Exercise brief: Copy the lines below word for word, leaving out the pictures.

-*-

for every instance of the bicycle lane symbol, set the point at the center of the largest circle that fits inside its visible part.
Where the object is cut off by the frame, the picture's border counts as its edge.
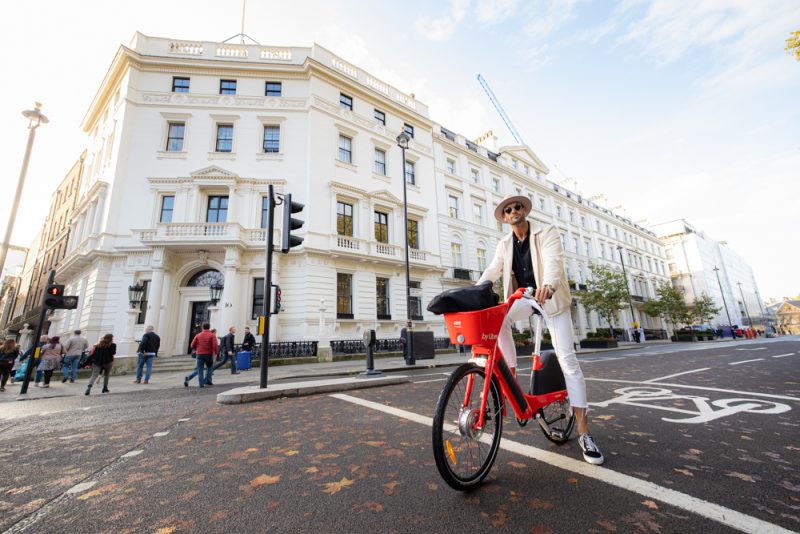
(646, 397)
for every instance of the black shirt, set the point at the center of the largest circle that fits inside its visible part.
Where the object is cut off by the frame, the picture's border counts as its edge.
(522, 267)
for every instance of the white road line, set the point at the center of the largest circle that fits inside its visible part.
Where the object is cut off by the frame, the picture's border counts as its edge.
(684, 386)
(706, 509)
(677, 374)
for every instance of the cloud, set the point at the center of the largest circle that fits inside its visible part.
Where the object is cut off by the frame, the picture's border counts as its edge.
(441, 28)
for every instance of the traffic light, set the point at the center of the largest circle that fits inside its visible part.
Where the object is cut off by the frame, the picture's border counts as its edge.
(55, 299)
(55, 296)
(290, 224)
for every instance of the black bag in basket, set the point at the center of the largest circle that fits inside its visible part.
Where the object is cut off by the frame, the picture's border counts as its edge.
(477, 297)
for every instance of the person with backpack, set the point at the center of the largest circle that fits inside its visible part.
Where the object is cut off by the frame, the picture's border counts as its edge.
(102, 361)
(51, 359)
(8, 353)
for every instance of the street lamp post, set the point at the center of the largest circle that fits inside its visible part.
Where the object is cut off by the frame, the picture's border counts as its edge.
(36, 118)
(402, 141)
(630, 302)
(722, 294)
(749, 320)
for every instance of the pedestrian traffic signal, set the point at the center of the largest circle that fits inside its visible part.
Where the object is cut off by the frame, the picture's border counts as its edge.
(55, 299)
(290, 224)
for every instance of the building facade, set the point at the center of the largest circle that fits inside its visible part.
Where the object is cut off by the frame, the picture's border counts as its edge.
(699, 265)
(184, 140)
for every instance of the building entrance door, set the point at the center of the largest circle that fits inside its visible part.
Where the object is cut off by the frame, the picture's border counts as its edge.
(198, 316)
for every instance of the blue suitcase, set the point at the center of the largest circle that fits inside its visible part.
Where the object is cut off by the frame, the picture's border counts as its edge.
(244, 360)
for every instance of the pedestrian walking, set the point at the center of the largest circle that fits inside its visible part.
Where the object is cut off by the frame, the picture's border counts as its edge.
(102, 361)
(228, 350)
(205, 346)
(147, 352)
(8, 353)
(51, 359)
(74, 346)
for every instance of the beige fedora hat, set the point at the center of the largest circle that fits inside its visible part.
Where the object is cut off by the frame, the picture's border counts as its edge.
(525, 201)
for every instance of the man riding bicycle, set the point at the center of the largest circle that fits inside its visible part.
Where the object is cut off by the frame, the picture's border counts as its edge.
(532, 256)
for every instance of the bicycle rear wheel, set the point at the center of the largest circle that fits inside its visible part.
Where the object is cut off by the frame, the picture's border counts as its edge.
(464, 454)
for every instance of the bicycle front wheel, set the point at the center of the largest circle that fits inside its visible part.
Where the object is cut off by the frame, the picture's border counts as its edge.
(463, 452)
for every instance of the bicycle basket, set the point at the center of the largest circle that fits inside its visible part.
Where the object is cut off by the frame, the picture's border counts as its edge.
(477, 327)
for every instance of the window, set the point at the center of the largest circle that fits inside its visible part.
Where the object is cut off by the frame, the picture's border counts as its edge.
(410, 176)
(380, 162)
(477, 213)
(143, 305)
(224, 138)
(346, 101)
(167, 207)
(416, 302)
(273, 89)
(258, 298)
(217, 209)
(344, 296)
(175, 136)
(272, 139)
(344, 219)
(264, 211)
(382, 298)
(455, 250)
(452, 202)
(180, 85)
(381, 227)
(413, 234)
(227, 87)
(345, 149)
(481, 256)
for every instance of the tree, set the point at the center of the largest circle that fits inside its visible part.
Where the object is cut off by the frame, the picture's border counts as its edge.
(793, 45)
(704, 309)
(606, 293)
(670, 305)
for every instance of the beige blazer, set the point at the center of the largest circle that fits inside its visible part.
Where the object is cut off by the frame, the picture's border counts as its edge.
(547, 256)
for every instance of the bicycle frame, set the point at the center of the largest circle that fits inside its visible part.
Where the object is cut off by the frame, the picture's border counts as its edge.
(525, 406)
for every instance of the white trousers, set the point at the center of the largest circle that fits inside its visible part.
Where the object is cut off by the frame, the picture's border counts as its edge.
(560, 327)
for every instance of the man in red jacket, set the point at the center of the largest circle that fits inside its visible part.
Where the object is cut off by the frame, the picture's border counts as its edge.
(205, 346)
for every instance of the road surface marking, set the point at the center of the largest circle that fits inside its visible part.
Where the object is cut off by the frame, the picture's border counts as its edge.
(706, 509)
(677, 374)
(80, 488)
(748, 393)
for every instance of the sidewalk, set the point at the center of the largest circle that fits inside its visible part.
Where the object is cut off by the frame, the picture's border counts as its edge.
(223, 379)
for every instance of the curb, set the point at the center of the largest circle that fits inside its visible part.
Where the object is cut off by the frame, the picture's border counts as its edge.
(248, 394)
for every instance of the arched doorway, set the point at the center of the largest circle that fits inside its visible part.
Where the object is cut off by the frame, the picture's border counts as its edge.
(200, 313)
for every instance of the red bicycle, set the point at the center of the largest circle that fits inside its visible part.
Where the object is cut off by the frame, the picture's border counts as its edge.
(468, 421)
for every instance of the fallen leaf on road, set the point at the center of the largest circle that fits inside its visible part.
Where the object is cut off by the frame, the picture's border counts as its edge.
(335, 487)
(264, 479)
(740, 476)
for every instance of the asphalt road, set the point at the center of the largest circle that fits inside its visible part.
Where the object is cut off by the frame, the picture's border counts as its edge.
(697, 438)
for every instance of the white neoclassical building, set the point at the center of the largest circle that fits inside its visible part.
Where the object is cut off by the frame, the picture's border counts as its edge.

-*-

Exercise output:
for every instance of the bicycle lane symbol, set the point at the center of the largest circle that fits inside its visible part.
Where the object is cut off by the frame, the picture's border counts as its edge.
(646, 397)
for every instance of the black shirt, set the point at the center of the largest circle that fits inside its visible part.
Where the object is cut off by the frame, the picture's border counts as its edge.
(522, 267)
for every instance of the white road line, set the point at the center of the largest circle that fits inside its visible part.
Where the object is cut off by the frame, the picture's border counts as its edge.
(684, 386)
(706, 509)
(677, 374)
for every instance of the cloud, set the point at the center of the largest circle that fits inside its visible part.
Where the object is cut off by the frame, the picture's border counts as its edge.
(441, 28)
for every instance of the traffic light, set the point at the center of the largest circle that fits inside its visible part.
Where the object is cut off by the frame, the picture's border counts as its edge.
(55, 299)
(55, 296)
(290, 224)
for every instance of the black bag in basket, set the point at the center of the largest circle that fits inside its visible part.
Where the object is cut off by the frame, the picture's border counts as its edge.
(477, 297)
for every instance of the person with backpack, set the point at the center of the largest circle that fits inside its visible part.
Where the object is cut off by the frame, the picture's border counts as its edge.
(102, 361)
(51, 359)
(8, 353)
for every instance of the street lamp post, set the point at the center of the largest circle that fits inside its visible part.
Where the object is cut off by the frame, the picture's border counts as its edge.
(36, 118)
(402, 141)
(630, 302)
(722, 294)
(749, 320)
for every instance of the pedestrian traffic signal, set the point at the center of the largest circle that fits inside its visible part.
Where the object is cut off by the frame, the picture's border counts as its edge.
(55, 299)
(290, 224)
for every instance of the building facade, set the point at the center of the largest circle that fits inside its visible part.
Where the object is cut off by the frame, the picture's border counts as its edge.
(699, 265)
(184, 140)
for every instance of the building entrance door, set the point at the center of the largest circle that fits inside its visible part.
Where the object is cut off by the frame, the picture's border counts as its edge.
(198, 316)
for every instance of the blue suitcase, set the point at the center of the largest circle that fits inside its visible part.
Where the object is cut off by the frame, the picture's border counts as its edge.
(244, 360)
for every instance of the pedestrian walking, set the point at the center of the largest circle that fits inside its visible part.
Where the object is cut off by the frame, the picture's border counts as its edge.
(102, 361)
(228, 350)
(205, 346)
(147, 352)
(8, 353)
(51, 359)
(74, 346)
for every instance of the beige fedora hat, set the point at the center of the largest circle that fits inside its visible part.
Where the object is cut off by the frame, the picture's border counts as its edge.
(525, 201)
for every instance of the man riding bicycle, set the point at the center of the largest circle that fits inside its visible part.
Where the object is cut off by the frame, the picture's border counts as its edge.
(532, 256)
for every instance of the bicycle rear wheel, set the point at the center of the largest circle that fits inside its visible part.
Where the object is cut off by the frame, the picture's border counts as its edge.
(464, 454)
for every instance of the bicycle front wheel, set the point at the center of the largest circle that fits inside its visible part.
Where the object is cut off by the frame, the picture's border counts as its edge.
(463, 452)
for every instance of the bicycle basket, set the point at the center of the largest circle that fits inside its visible part.
Where the object is cut off by the frame, the picture's border counts as its edge.
(477, 327)
for every instance of the window, set the point at the center of the largest circle that fits inside its visible part.
Where the object is cut off by the frame, the picture's border counts as its edge.
(410, 176)
(380, 162)
(477, 213)
(143, 305)
(224, 138)
(346, 101)
(167, 207)
(416, 302)
(273, 89)
(258, 298)
(217, 209)
(344, 296)
(175, 136)
(272, 139)
(344, 219)
(264, 211)
(382, 298)
(455, 250)
(452, 202)
(180, 85)
(381, 227)
(413, 234)
(227, 87)
(345, 149)
(481, 256)
for every instance of the tree, set the point at the center of the largest circle that fits inside its visible part.
Where the object is cut off by the frame, the picture's border counts as its edge.
(793, 45)
(704, 309)
(606, 293)
(670, 305)
for every instance of the beige blazer, set the point at the center of the largest circle that fits inside its visible part.
Where the object is cut off by the frame, the picture's border counts as its edge.
(547, 256)
for every instance of the bicycle frame, set the point at the center of the largest circle that fits inside its visible part.
Where the object is cut off by the frame, the picture's border counts as its edge.
(525, 406)
for every instance of the white trousers, set the point at the center of the largest circle that fits inside its visible part.
Where the object is cut off by the frame, the picture's border counts as its edge.
(560, 327)
for every instance of the man in red jacket, set the point at the center of the largest circle that fits inside its visible part.
Where the object is cut off by the frame, the picture's border counts as its edge.
(205, 346)
for every instance of the road surface marking, set the point at the center of the largest circle that fits inside its visible part.
Where the object is cut off by the frame, the picture's border counts as its edge.
(706, 509)
(677, 374)
(80, 488)
(748, 393)
for every instance of the sidewalk, set the point at the center of the largest circle that fits inside its visible part.
Where the object is cut off by the frame, the picture's border counts as its edge.
(223, 379)
for every instance of the curb, set the point at the center of the largest circle that fits inside its visible part.
Where the object is cut off by the frame, the picture's border counts as its edge.
(248, 394)
for every instance of the arched doorway, set the point at the center of the largest circle that fits inside its visible part.
Where the object is cut off by the frame, the picture's border counts as its edge.
(200, 313)
for every instance of the red bicycle, set the point at the center of the largest circle that fits inside its visible part.
Where the object is cut off by the frame, the picture's border counts as its edge.
(468, 421)
for every instance of the fallen leaf on road, set the point at the center of the largest circle that fits inside its visible part.
Where the object is cut off by the frame, the picture's border counts as its edge.
(335, 487)
(264, 479)
(740, 476)
for every instance of the asphalt road, set the point at the center of the largest circle that fits inside its visible part.
Where the object is cut off by the frame, the picture's border counts as its edge.
(697, 438)
for every instance of the white neoclassical building, set the point at the center of the largest circle that fits inside its visible part.
Where the object is cut off by the frame, the picture's border counts as its edge.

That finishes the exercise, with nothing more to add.